## BEGIN

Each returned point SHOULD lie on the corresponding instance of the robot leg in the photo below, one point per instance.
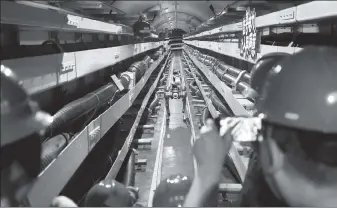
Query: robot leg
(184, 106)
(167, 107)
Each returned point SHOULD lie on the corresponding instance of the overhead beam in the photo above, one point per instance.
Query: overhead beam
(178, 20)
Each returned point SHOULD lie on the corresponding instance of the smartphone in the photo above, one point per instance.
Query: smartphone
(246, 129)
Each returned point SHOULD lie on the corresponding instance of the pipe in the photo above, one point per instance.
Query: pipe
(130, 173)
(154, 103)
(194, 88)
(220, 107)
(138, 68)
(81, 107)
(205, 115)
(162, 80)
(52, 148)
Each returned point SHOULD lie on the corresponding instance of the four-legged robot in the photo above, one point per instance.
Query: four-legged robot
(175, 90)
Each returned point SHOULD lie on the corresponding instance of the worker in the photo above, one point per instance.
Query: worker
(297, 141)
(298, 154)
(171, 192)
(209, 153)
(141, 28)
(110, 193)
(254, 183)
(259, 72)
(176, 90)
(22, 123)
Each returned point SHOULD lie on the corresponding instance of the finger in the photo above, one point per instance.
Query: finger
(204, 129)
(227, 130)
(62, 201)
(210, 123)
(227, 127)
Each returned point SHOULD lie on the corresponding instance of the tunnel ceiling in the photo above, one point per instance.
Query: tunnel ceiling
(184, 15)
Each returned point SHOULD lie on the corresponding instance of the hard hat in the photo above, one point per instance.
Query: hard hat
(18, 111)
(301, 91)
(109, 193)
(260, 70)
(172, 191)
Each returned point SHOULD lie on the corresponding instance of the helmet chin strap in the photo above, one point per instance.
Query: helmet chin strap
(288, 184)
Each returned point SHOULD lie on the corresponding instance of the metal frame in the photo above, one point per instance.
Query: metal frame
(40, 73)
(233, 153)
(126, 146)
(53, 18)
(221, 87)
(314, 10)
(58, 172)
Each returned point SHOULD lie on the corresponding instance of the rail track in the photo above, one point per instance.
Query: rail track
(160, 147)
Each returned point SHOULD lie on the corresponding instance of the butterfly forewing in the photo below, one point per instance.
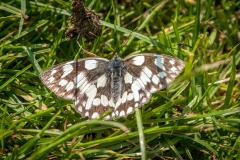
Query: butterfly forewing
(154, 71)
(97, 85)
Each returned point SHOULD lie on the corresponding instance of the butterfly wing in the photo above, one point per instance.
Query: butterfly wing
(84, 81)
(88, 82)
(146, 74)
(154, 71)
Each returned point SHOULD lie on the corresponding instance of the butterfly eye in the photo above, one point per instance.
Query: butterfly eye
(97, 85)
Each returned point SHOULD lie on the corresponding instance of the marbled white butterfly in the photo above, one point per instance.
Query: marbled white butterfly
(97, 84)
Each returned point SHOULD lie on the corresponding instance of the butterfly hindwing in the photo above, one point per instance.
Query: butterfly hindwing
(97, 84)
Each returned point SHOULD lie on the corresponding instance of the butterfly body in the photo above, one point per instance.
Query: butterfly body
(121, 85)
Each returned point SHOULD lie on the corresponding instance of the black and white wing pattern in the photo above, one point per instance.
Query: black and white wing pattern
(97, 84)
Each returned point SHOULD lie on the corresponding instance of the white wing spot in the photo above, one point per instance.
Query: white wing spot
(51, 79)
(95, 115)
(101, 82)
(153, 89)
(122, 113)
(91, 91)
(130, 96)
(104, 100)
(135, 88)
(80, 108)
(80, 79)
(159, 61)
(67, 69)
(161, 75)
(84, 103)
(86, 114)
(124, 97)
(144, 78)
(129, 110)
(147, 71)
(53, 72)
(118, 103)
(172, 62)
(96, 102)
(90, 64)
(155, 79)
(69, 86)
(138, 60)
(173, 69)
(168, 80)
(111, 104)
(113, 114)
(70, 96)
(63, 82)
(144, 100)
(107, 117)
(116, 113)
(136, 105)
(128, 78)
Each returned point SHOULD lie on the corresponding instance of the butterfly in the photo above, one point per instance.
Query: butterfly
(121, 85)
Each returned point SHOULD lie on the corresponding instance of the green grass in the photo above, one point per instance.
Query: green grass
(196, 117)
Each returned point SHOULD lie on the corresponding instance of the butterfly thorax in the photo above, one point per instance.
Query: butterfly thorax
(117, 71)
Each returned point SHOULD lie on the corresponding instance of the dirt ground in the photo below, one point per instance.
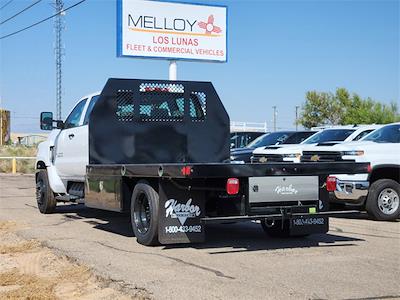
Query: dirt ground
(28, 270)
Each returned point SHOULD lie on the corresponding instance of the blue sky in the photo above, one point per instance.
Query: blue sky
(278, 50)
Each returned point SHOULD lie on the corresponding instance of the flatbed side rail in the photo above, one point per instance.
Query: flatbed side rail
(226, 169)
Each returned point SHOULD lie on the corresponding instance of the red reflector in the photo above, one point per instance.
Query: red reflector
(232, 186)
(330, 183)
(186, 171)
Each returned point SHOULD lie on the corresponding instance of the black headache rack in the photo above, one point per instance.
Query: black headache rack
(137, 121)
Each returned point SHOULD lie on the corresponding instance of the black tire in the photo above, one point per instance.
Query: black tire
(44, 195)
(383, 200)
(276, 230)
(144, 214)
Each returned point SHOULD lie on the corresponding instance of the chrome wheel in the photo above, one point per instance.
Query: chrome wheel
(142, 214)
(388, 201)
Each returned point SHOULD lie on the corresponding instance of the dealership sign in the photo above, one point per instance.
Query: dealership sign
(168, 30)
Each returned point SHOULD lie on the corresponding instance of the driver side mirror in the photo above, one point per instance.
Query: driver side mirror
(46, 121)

## END

→ **Exercise brief**
Strip out the images, then output the records above word for word.

→ **Exercise response**
Each returned point SHOULD lie on the corresponding instance of the robot leg in the photo below, one point per instance.
Query: robot leg
(184, 106)
(167, 107)
Each returned point SHOULD lie on the corresponding instance of the overhead beam in the photo above, one point per instance.
Query: overhead beam
(178, 20)
Each returned point SHOULD lie on the corresponding instance of the smartphone in the photo above, one point per instance.
Query: smartphone
(246, 129)
Each returned point SHOULD lie on the corresponding instance of the pipe in the photo above, one point per instance.
Query: pipe
(130, 173)
(154, 103)
(194, 88)
(220, 107)
(138, 68)
(81, 107)
(205, 115)
(162, 80)
(52, 148)
Each returned point SHOULD lie on the corresponding instance of the four-legged robot in the photo above, one point per instance.
Query: four-legged robot
(175, 90)
Each returned point SHOULD lie on the corresponding instance of the worker in the photo above, one point per instance.
Query: worker
(297, 141)
(298, 154)
(171, 192)
(209, 153)
(141, 28)
(110, 193)
(254, 183)
(259, 72)
(176, 90)
(22, 123)
Each returned point SHOULD lie on the corresponding instance of the finger in the photo above, one point per instance.
Query: finger
(204, 129)
(227, 130)
(62, 201)
(210, 123)
(227, 127)
Each returned point SHOULD lie on the corresponding instance of the tunnel ceiling in the photo above, one point per instance.
Query: tunnel ceiling
(184, 15)
Each returned point SHOULD lie on the corresponding instance of the hard hat in the photo above, one point per instance.
Query: hard hat
(18, 111)
(301, 91)
(109, 193)
(260, 70)
(172, 191)
Each returned point SHOULD lie on the corresponding instance of the helmet chin strap in the photo above, one point per instance.
Query: helmet chin strap
(288, 184)
Each returned point SHOULD lie on the corresponding instance of the metal frame in the photo above, one point per instance.
Query: metal frame
(40, 73)
(233, 153)
(126, 146)
(53, 18)
(221, 87)
(314, 10)
(58, 172)
Each returned point SHOULD lie on the corresponding instance of the rail track in the photo above, one point per instance.
Query: rail track
(160, 147)
Each returned point SHOULD lie on the corresponding instance of the butterfly forewing in the photo below, one point per instance.
Query: butterfly forewing
(154, 71)
(97, 85)
Each returned point SHOULD lie on the corresponding instance of the butterfly wing in the photo above, one point per instance.
Query: butterfly wing
(84, 81)
(88, 82)
(146, 74)
(154, 71)
Each returned point SHOULD lie on the corresponding instance of the butterfly eye in the photo above, one point per instance.
Query: butterfly eye
(97, 85)
Each returned point SHOULD lie on the corresponding instance of the marbled white butterfly in the photo above, one point per instance.
Query: marbled white butterfly
(97, 84)
Each returned point SHOULD lie on the corresponding instance of the butterfly hindwing in the photo above, one point per instance.
Query: butterfly hindwing
(97, 84)
Each returned point SHOULD lie on the corresponding instance of the butterfly body in the photo above, one point per instance.
Query: butterfly body
(121, 85)
Each returned point SHOULD lie on the corresponding instance of the black and white wing pattern in the photo above, one point per instance.
Query: black and white wing pattern
(97, 84)
Each returned point SHOULD lie on the corresponding instance of the white wing spot in the photo above, one point per instance.
Query: white wing spot
(51, 79)
(95, 115)
(101, 82)
(153, 89)
(122, 113)
(91, 91)
(130, 96)
(104, 100)
(135, 88)
(80, 108)
(80, 79)
(159, 61)
(67, 69)
(161, 75)
(84, 103)
(86, 114)
(124, 97)
(144, 78)
(129, 110)
(147, 71)
(53, 72)
(118, 103)
(172, 62)
(96, 102)
(90, 64)
(155, 79)
(69, 86)
(138, 60)
(173, 69)
(168, 80)
(111, 104)
(113, 114)
(70, 96)
(63, 82)
(144, 100)
(107, 117)
(116, 113)
(136, 105)
(128, 78)
Each returned point SHOULD lie on the corresponding instance of the butterfly in the photo above, one point per instance.
Query: butterfly
(121, 85)
Each returned point SHOULD lie on the corresponding instance of the green grass in the photo above, one point per instance.
Query: green grass
(196, 117)
Each returned point SHOULD lie on the corresponding instance of the butterfly thorax in the photo above, one point per instance.
Query: butterfly thorax
(117, 71)
Each returned point SHOULD lie on the corresponding instance of the dirt ground in the photo below, one point per instance.
Query: dirt ground
(28, 270)
Each returned point SHOULD lie on the corresponding instance of the blue sky in the photo above, one point per instance.
Query: blue sky
(278, 50)
Each returned point SHOULD lie on the corresponding instance of the flatbed side rail in the photo above, one point per instance.
Query: flatbed side rail
(226, 169)
Each returned point SHOULD lie on the corresponding instance of the red reflector in the photo above, one point per instance.
Query: red reflector
(232, 186)
(330, 183)
(186, 171)
Each returned point SHOULD lie on the corresponding instance of the black headache rack in the photo above, one point per instance.
Query: black headache rack
(137, 121)
Each returned point SHOULD lie on the corresponding instance of the black tire in the photo above, one point per instance.
Query: black tire
(44, 195)
(383, 200)
(276, 230)
(144, 214)
Each returned point SHOULD lie on the corresponding instance of the chrome wheel in the photo above, one point per instance.
Query: chrome wheel
(142, 214)
(388, 201)
Each returned point SHOULD lie on the corresponding instance of the dealership sign in the photo above, one point per instance.
Query: dealership sign
(168, 30)
Each returned point SHOULD lie on the corresponding instance of the driver side mirror in the photo above, one point per instance.
Query: driver side mirror
(46, 121)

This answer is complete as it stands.